::: PAGE EXCERPT

There are two serious problems. (1) It is not the population mean. It is a GUSTO sample mean. (2) It doesn’t have any easy interpretation, unlike patient-specific risk differences.

arthur_albuquerque · October 7, 2022, 12:44am

Your bootstrap method yields a marginal (population-averaged) estimand. See this article for further discussion.

Either a marginal or conditional estimand may be desirable and this depends on context. For example, a patient may wish to know ‘what would happen if someone similar to me were to choose this intervention vs. not?’ Meanwhile, for policy makers, the average difference an intervention would make if offered to a group of people might be of more interest, though they might equally wish to know about the effect for specific groups. Note that a different covariate distribution in the target group changes the value of the marginal estimand. Some authors have explored on how to extend inference to a different target population [26, 27]. Interestingly, marginal estimands appear to be favoured for causal inference from observational data: Hernán and Robins define a population causal effect as ‘a contrast of any functional of the marginal distributions of counterfactual outcomes under different actions or treatment values’ (emphasis added)

::::::

__INSTRUCTIONS__
[a] In the excerpt on marginal and conditional estimands, rewrite the part that opens with "arthur_albuquerque · October" and closes with "for further discussion.", replacing "bootstrap method" with "resampling method".
[b] Extend the excerpt on marginal versus conditional estimands, picking up after its final sentence.

::: INFORMATION

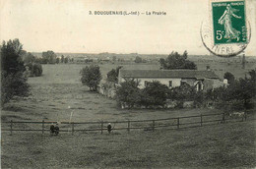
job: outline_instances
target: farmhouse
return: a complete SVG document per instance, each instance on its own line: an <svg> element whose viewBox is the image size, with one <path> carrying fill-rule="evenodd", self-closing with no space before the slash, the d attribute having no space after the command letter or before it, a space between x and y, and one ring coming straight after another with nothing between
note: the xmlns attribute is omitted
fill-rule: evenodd
<svg viewBox="0 0 256 169"><path fill-rule="evenodd" d="M170 88L186 83L191 86L196 86L197 90L207 90L225 84L225 83L221 82L219 77L212 71L119 70L118 84L131 79L139 82L140 88L144 88L148 83L153 81L159 81Z"/></svg>

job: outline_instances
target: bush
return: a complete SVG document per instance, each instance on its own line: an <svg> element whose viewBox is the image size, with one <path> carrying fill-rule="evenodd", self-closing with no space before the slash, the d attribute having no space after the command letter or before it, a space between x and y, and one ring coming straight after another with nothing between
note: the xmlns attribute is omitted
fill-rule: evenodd
<svg viewBox="0 0 256 169"><path fill-rule="evenodd" d="M97 65L90 65L81 70L81 82L84 85L88 85L90 90L96 90L97 84L102 79L99 67Z"/></svg>
<svg viewBox="0 0 256 169"><path fill-rule="evenodd" d="M138 83L134 80L126 81L120 84L116 89L116 100L119 105L127 105L129 108L134 107L140 102L140 89Z"/></svg>
<svg viewBox="0 0 256 169"><path fill-rule="evenodd" d="M26 65L29 67L30 77L40 77L42 74L42 67L39 63L29 63Z"/></svg>
<svg viewBox="0 0 256 169"><path fill-rule="evenodd" d="M163 106L167 99L168 87L158 81L148 83L147 86L141 91L140 104L149 106Z"/></svg>

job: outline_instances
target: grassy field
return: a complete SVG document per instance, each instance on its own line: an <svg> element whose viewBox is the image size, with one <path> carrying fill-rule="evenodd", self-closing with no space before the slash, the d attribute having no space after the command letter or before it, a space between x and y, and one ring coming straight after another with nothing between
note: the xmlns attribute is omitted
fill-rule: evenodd
<svg viewBox="0 0 256 169"><path fill-rule="evenodd" d="M14 99L1 111L2 122L123 121L209 113L214 109L121 110L115 100L90 92L80 82L85 65L43 65L43 76L30 78L32 95ZM100 65L102 75L117 65ZM147 69L149 65L126 65ZM158 69L159 65L152 65ZM72 107L72 110L68 108ZM8 129L5 124L2 129ZM26 126L19 126L24 128ZM38 133L2 132L2 168L234 168L256 167L254 121L156 132Z"/></svg>

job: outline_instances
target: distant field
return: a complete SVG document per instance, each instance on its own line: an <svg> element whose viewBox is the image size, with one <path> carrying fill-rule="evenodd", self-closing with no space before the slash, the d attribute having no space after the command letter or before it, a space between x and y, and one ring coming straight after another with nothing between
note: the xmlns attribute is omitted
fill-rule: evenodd
<svg viewBox="0 0 256 169"><path fill-rule="evenodd" d="M32 96L16 99L1 111L2 122L14 121L122 121L160 119L221 113L214 109L121 110L116 101L90 92L80 82L86 65L43 65L43 76L30 78ZM105 77L115 64L100 65ZM134 64L127 68L159 69L159 65ZM202 66L202 68L204 68ZM228 70L226 66L220 69ZM216 68L219 69L219 68ZM236 70L238 74L238 69ZM72 110L68 108L71 106ZM9 126L1 125L2 129ZM26 126L20 126L21 128ZM180 131L132 131L60 134L2 133L3 168L233 168L256 166L254 121ZM19 152L19 153L18 153Z"/></svg>

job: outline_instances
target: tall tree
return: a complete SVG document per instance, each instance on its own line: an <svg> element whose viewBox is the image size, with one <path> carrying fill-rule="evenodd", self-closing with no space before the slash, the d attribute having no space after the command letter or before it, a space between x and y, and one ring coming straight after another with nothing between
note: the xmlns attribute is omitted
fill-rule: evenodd
<svg viewBox="0 0 256 169"><path fill-rule="evenodd" d="M28 96L30 85L24 76L25 66L22 60L23 45L19 39L3 41L1 46L1 105L14 96Z"/></svg>
<svg viewBox="0 0 256 169"><path fill-rule="evenodd" d="M88 85L90 90L96 90L96 86L102 79L99 67L97 65L90 65L81 70L81 82L84 85Z"/></svg>

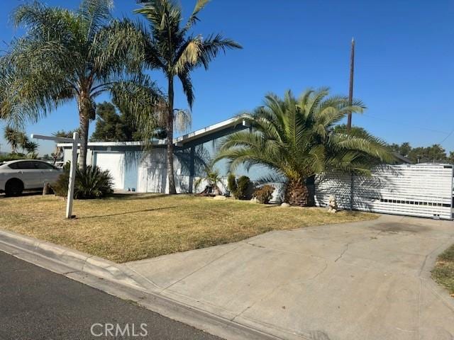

::::::

__ANSWERS FOR THIS EXERCISE__
[a]
arthur_albuquerque · October 7, 2022, 12:44am

Your resampling method yields a marginal (population-averaged) estimand. See this article for further discussion.

[b]
The choice of marginal or conditional estimand is clearly not simple: the true value of the estimand may depend on the distribution of observed covariates (always marginal and sometimes conditional), on which covariates are conditioned-on in the model (conditional), and further on the distribution of omitted prognostic covariates (both).

arthur_albuquerque · October 7, 2022, 12:48am

Btw, you can easily calculate this estimand with the R package marginaleffects. It uses the delta method instead of bootstrap for the 95% CI.

Elias_Eythorsson · October 7, 2022, 11:20am

Thank you. I realise using the GUSTO trial as the code example was misleading, as a treatment-trail situation is not where I intend to use this. A more detailed description of the specific circumstance I am targeting is here. In short, a claim has been made that a specific exposure is a severely underrecognized cause of a certain common condition and is the cause of a significant proportion of this condition in the general population. I have a large population-based sample in which each participant is prospectively screened for the exposure and condition. Assuming the exposure does not protect against other unrelated causes of the condition, I want to infer, for the population, what proportion of the condition could reasonably be assumed to be caused the exposure to either support or refute the claims that have been made. Importantly, the claims are made on the population level, i.e. not what would be expected to happen to the individual.

In this scenario, would my approach be reasonable?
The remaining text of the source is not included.